> _What to work on_
The answer must consist of each line below that contains the string "positive".

> _Material provided_
============

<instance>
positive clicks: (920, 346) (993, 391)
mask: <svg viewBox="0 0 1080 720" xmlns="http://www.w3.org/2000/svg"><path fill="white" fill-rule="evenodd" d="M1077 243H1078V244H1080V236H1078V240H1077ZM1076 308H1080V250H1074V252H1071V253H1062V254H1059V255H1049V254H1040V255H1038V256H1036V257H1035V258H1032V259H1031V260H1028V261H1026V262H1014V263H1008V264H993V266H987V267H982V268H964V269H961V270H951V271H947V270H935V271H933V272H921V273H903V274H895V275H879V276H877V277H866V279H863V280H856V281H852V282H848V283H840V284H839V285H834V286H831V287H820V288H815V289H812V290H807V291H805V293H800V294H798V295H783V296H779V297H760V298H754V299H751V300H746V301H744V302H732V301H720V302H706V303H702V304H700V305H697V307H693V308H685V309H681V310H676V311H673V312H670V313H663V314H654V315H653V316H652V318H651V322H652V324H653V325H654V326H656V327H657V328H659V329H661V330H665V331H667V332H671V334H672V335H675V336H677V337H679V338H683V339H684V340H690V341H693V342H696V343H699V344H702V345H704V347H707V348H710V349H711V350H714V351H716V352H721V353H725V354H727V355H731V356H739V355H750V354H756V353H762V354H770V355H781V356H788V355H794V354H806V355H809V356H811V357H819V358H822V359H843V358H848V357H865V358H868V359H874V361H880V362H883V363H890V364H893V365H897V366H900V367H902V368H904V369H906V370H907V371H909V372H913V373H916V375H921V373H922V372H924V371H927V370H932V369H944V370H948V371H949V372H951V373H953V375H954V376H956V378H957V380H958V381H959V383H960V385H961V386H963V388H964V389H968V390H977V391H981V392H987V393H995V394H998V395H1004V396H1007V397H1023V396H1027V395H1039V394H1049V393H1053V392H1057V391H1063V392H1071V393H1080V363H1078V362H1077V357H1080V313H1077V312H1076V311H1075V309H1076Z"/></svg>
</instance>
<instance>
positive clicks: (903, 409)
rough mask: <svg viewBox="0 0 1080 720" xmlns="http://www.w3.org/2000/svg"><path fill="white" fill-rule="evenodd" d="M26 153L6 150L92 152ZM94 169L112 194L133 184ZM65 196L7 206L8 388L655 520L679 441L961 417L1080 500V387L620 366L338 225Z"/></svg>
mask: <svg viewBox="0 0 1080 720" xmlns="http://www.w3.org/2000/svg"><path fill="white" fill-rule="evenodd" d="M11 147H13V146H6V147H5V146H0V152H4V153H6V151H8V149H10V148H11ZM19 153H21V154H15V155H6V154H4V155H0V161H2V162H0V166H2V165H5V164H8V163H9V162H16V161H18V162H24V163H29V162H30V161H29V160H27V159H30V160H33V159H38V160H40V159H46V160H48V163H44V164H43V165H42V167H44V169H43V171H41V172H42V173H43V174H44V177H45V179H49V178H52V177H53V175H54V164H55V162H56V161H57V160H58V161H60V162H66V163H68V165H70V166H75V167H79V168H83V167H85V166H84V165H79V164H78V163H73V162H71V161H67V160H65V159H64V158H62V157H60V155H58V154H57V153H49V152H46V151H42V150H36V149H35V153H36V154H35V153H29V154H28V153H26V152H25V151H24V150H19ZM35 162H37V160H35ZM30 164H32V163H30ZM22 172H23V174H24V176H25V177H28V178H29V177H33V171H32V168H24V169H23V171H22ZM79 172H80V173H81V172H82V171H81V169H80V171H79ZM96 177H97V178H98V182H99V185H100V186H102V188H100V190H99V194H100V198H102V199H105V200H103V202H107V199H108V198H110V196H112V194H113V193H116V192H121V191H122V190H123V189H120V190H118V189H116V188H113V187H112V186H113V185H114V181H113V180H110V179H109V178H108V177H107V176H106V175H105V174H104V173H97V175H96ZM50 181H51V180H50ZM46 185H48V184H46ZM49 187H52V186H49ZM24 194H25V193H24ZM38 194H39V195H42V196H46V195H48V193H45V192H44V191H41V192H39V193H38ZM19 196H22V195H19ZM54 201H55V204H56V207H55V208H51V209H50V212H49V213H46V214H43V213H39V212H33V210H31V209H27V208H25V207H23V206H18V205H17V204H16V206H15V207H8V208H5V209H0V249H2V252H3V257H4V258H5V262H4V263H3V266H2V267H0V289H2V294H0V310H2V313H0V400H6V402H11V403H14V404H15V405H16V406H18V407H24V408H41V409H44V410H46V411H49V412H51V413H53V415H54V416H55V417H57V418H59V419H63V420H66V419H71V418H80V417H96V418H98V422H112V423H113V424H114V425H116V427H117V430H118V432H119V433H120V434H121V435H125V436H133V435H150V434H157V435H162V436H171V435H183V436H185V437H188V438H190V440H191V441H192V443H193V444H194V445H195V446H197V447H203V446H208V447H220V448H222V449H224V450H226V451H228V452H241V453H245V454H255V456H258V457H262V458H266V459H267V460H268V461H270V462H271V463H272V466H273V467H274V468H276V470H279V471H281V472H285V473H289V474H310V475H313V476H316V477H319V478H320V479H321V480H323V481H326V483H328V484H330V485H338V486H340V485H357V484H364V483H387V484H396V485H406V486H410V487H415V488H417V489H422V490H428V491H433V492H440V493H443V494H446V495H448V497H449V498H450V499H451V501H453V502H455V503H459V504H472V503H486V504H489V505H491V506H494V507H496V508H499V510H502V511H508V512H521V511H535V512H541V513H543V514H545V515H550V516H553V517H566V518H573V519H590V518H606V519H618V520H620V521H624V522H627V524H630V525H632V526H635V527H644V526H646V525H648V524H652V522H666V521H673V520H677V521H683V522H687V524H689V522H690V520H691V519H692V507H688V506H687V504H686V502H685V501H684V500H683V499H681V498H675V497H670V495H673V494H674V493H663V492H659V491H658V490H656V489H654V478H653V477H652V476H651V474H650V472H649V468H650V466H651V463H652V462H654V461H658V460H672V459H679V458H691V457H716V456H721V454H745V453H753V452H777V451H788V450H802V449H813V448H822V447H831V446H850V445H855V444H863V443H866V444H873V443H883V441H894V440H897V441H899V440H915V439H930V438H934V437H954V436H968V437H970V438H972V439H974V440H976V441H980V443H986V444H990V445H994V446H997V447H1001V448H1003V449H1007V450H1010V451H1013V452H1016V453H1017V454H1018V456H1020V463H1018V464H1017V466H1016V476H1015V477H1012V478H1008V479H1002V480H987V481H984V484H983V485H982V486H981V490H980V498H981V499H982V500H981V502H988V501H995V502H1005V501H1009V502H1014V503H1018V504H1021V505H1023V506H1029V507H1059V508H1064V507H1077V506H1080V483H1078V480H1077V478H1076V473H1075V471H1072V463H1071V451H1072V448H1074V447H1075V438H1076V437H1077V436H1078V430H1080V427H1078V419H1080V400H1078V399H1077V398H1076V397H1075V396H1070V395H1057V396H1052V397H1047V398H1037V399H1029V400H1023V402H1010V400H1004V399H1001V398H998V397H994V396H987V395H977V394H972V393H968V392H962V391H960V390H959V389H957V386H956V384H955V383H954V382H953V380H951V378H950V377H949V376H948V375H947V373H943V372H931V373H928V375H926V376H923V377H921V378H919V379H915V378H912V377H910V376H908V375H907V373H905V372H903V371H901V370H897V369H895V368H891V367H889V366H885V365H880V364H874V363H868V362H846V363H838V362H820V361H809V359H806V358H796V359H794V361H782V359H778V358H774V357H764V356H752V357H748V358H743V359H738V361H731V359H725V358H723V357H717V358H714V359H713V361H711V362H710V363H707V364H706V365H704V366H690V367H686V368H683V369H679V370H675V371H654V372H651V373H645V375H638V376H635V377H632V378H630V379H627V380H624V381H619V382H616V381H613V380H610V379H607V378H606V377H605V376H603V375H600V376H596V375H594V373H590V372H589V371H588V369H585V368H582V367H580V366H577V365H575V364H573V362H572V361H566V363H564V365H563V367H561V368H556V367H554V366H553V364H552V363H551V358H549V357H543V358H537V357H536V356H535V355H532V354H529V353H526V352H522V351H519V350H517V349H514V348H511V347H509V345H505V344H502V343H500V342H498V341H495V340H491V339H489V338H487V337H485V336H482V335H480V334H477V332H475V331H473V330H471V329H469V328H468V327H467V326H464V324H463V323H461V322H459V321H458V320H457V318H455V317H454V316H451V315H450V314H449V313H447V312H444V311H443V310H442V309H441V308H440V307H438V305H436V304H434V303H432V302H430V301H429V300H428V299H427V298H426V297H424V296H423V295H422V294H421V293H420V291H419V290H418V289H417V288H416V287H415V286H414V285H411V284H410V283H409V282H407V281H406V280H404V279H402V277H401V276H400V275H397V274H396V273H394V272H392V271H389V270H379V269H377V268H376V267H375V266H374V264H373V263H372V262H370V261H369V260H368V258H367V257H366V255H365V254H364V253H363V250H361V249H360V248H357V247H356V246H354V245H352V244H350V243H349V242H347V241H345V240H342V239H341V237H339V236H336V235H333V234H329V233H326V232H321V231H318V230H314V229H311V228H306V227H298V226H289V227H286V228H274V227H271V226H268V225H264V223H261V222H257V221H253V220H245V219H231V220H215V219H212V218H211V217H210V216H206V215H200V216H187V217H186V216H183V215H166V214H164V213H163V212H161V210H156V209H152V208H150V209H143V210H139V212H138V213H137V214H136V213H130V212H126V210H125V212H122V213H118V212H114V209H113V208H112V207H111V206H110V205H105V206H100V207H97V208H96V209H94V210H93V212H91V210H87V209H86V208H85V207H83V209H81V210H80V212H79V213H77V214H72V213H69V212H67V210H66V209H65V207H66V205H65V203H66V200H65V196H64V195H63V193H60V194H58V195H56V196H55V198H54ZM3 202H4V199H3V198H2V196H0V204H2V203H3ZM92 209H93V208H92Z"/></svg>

============

> _Reply to the task_
positive clicks: (920, 346) (993, 391)
positive clicks: (903, 409)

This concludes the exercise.